Well, today I did! I had the option to do this swim right after the lesson, but wanted to keep them separate so I didn't cut the 4.5K short by adding in the lesson yardage. So all day long I was looking and planning ahead to this swim. I worked on the loco layout above over brekkie and lunch, rewriting it 2-3 times before settling on what I ended up doing.
A few tricks worked in -- like putting the kick on each side of the 500's to give me some rest, and leaving the last 500 as easy breezy small intervals that would be too hard to put aside. If I'd had stopped at the last 200, I'd still have a 4.5K for today working under the assumption that this morning's lesson had at least 500y in it.
I took a gel right before the swim, I usually don't do that. And had another gel for the halfway point in the 500's. I admit to having a little of that second gel, a salted caramel, before I even started ;)
I mentally broke the swim into 3 parts: a 1500 WU, a 1500 main set, and a 1500 CD. Once I realized that's all I had to do, it seemed less of a challenge. The first 1500 flew by. The set of 3 500's did too, but it was in those 500's that my attention started to wane. Yay for salted caramel!
My lane was mostly empty until the halfway point when I woman joined me, asking if I could share because the guy next to me wouldn't. Serious? Or a joke? I looked at him and realized I might know him! Sure, whatever, share, I'm not getting involved in this. She took his lane when he was done, but she was replaced by an older guy who had a disaster of a swim. (Finally I was faster than someone in the pool this afternoon!). The woman asked me at one point if I'd been clobbered yet, no, "he's a really nice guy, but he swims the middle of the lane." Not yet, but again I didn't want to get involved. But sure enough, I got mildly clobbered shortly thereafter -- OUCH! Then a 3rd swimmer joined the lane, no asking or anything. Thankfully by this point I was in the 90th lap --DONE!!
My "continuous" swimming form felt great, the muscles might complain tomorrow but they'll be resting on the aerobars, no complaining if you're not working! Unlike the 5-1-5-0 swim I did for Michigan, I didn't fall apart in this round. No cramps, no mental cheerleading, no lack of motivation at the end. I did it! Next up a real 5K! Next weekend maybe.
DrND swim lesson, a breakthrough?
SWIM 1hr lesson, maybe 500-600 yards? More? Probably more on the order of 700-800.
My concerns going into this morning included the discomfort I'm feeling in my left shoulder in extension, and the feeling that I'm going so slow.
First off the shoulder. It's not so much pain but more of an "I'm aware" of something I feel when the left arm is fully forward in extension and starting the catch. Turns out I'm sweeping my left arm out too far, it's drifting out with a big elbow bend. It's happening because the hand is pausing in front of me, giving the hand/arm time to drift out. The drill fix for this is continuous motion, don't stop moving. Every time I pause, I need to kick or get restarted somehow, he pointed out how much this happens over 2.4 miles and how much energy it takes.

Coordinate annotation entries
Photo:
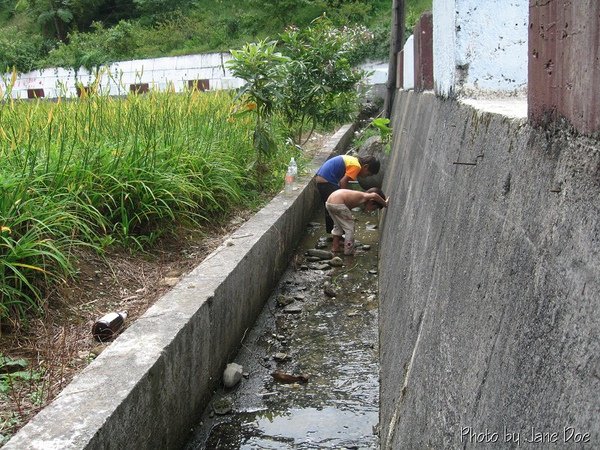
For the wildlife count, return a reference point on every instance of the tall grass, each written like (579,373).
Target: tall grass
(101,171)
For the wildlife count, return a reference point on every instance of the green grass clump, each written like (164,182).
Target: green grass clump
(102,171)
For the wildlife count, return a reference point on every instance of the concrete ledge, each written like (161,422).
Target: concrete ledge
(149,387)
(489,282)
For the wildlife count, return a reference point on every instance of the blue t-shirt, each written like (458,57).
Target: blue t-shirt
(334,169)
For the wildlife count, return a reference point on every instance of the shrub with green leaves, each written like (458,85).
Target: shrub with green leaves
(311,82)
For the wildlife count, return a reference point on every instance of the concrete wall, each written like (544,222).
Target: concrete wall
(480,46)
(408,59)
(116,78)
(150,386)
(489,280)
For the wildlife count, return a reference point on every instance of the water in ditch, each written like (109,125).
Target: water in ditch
(310,363)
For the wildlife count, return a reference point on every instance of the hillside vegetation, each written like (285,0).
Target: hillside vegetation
(74,33)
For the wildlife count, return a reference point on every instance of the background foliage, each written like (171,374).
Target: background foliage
(74,33)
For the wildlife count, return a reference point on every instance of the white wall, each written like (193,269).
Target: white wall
(480,46)
(408,76)
(117,77)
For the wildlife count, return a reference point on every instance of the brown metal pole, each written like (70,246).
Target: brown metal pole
(396,41)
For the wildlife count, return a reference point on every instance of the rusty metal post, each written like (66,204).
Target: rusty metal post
(396,41)
(424,52)
(564,63)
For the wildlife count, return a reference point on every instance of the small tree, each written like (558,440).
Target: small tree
(320,86)
(263,70)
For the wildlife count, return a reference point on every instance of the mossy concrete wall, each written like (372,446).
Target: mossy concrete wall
(489,281)
(151,385)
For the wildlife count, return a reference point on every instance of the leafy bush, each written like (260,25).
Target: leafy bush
(320,84)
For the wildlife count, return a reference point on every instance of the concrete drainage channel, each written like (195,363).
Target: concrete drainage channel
(309,376)
(150,387)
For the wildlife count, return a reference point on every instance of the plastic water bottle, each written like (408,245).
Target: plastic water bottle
(290,176)
(294,167)
(289,181)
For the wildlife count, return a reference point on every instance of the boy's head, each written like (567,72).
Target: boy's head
(369,166)
(372,205)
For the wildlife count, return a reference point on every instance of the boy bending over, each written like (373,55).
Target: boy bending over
(339,204)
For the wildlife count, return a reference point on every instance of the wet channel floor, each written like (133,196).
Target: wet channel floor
(330,340)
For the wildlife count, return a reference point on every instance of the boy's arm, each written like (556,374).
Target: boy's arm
(344,181)
(377,198)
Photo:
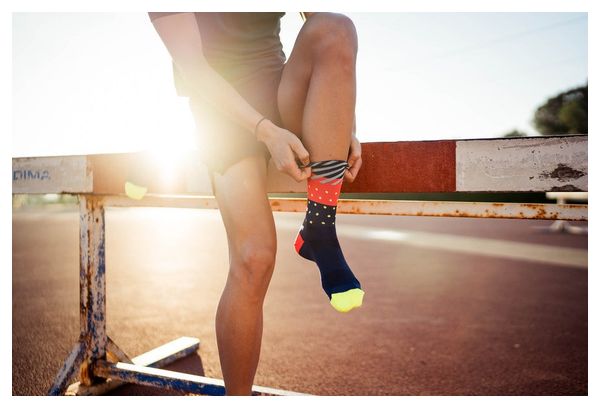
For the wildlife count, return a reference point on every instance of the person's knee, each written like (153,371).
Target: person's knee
(252,269)
(334,37)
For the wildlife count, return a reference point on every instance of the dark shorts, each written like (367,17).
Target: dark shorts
(221,140)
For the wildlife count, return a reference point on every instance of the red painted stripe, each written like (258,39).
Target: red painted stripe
(406,167)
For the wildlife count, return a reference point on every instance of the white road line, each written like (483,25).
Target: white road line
(571,257)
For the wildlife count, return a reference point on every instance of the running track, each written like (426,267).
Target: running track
(452,306)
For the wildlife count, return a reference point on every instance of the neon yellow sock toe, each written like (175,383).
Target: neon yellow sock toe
(345,301)
(134,191)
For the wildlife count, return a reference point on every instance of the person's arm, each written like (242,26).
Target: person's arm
(180,34)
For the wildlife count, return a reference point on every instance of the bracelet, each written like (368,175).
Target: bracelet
(258,123)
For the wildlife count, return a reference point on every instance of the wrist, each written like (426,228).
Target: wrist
(263,129)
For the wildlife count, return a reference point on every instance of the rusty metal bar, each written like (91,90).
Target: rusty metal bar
(70,366)
(572,212)
(92,283)
(158,357)
(165,379)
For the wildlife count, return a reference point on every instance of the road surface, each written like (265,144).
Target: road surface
(452,307)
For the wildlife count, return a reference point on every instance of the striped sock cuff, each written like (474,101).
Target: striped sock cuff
(328,171)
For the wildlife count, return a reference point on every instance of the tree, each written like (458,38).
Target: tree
(515,133)
(563,113)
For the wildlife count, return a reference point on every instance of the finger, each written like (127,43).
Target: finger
(301,152)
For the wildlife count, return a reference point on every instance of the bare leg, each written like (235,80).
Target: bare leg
(317,93)
(252,247)
(316,100)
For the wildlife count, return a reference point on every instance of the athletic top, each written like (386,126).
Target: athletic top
(237,45)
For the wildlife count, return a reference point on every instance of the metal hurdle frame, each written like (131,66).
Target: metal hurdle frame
(542,164)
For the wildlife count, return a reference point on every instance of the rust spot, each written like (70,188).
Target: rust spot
(562,172)
(566,187)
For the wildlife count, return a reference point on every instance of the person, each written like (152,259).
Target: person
(251,106)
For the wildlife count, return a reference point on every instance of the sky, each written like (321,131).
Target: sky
(102,82)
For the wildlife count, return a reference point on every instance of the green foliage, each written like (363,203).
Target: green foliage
(565,113)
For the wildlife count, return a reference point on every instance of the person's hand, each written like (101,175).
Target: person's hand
(285,147)
(354,160)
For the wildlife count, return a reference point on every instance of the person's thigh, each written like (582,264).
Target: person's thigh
(318,35)
(241,193)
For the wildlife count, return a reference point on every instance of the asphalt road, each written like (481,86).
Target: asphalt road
(452,306)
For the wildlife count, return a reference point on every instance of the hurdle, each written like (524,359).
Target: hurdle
(530,164)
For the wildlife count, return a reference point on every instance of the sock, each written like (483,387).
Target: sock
(317,238)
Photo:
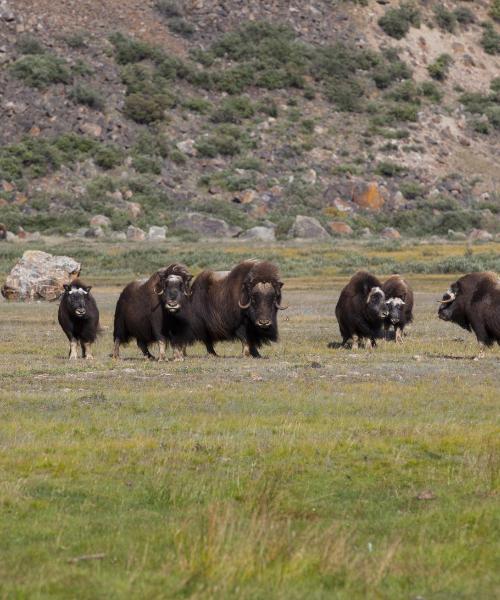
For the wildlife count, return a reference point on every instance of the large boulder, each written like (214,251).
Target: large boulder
(308,228)
(38,275)
(206,225)
(264,234)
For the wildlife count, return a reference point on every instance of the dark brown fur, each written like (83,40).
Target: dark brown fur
(142,310)
(214,313)
(359,314)
(475,306)
(79,328)
(399,315)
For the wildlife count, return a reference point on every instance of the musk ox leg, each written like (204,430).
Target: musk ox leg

WHAT TO PRODUCE → Write out the stretch of the swim log from "A few tricks" through "for salted caramel!" again, substituting "energy chew" for "gel".

RESULT OF THE TASK →
A few tricks worked in -- like putting the kick on each side of the 500's to give me some rest, and leaving the last 500 as easy breezy small intervals that would be too hard to put aside. If I'd had stopped at the last 200, I'd still have a 4.5K for today working under the assumption that this morning's lesson had at least 500y in it.
I took a energy chew right before the swim, I usually don't do that. And had another energy chew for the halfway point in the 500's. I admit to having a little of that second energy chew, a salted caramel, before I even started ;)
I mentally broke the swim into 3 parts: a 1500 WU, a 1500 main set, and a 1500 CD. Once I realized that's all I had to do, it seemed less of a challenge. The first 1500 flew by. The set of 3 500's did too, but it was in those 500's that my attention started to wane. Yay for salted caramel!